== Data ==
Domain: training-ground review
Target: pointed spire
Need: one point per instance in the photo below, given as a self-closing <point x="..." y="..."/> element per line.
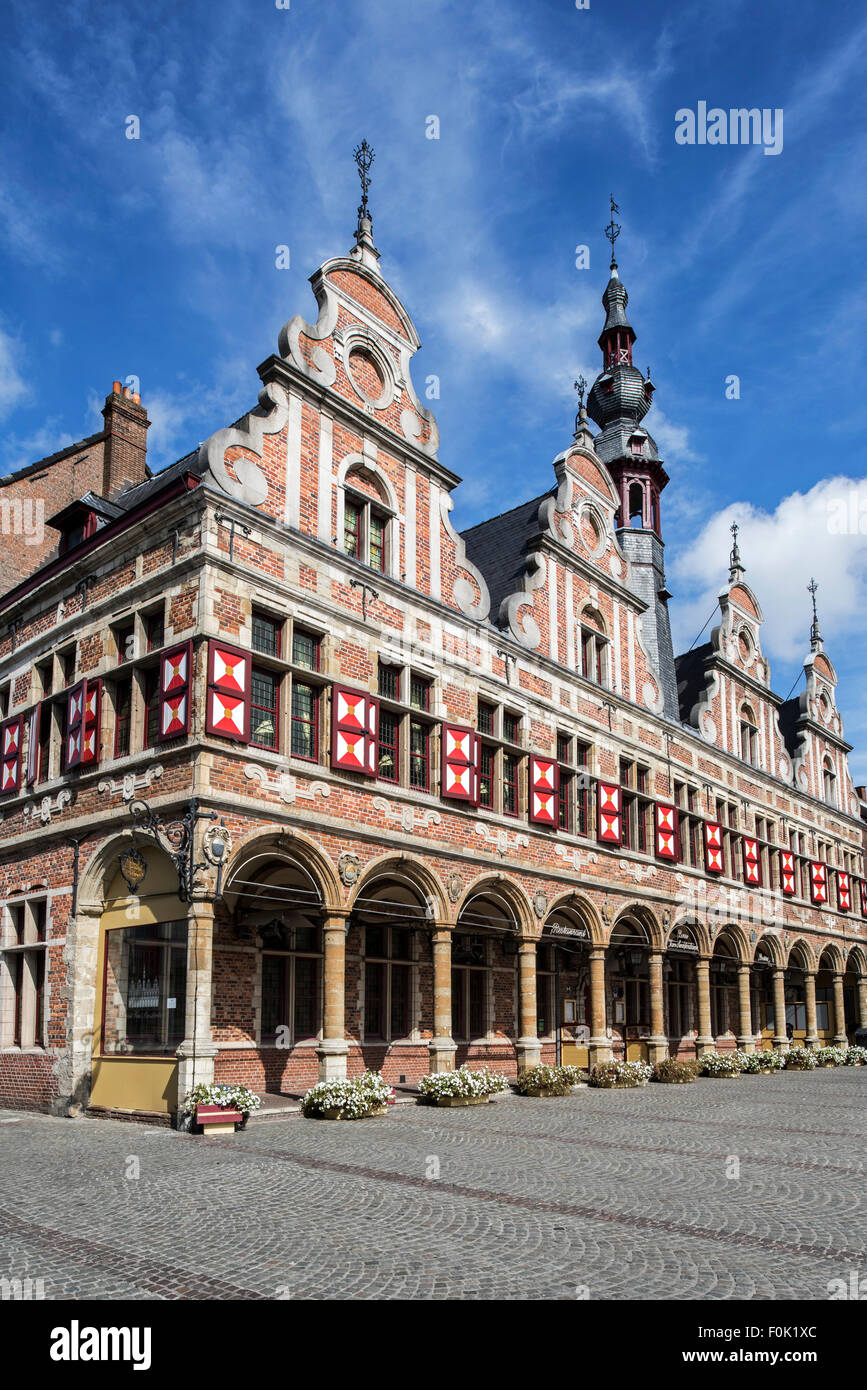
<point x="735" y="567"/>
<point x="364" y="249"/>
<point x="814" y="631"/>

== Work to do ==
Please reproduce the entries above word for word, omitting the pictures.

== Full answer ==
Domain: training-ground review
Target: pointed spire
Need: one point per instance in the photo below, given as a self-closing <point x="..." y="..."/> element per line.
<point x="735" y="567"/>
<point x="364" y="249"/>
<point x="814" y="631"/>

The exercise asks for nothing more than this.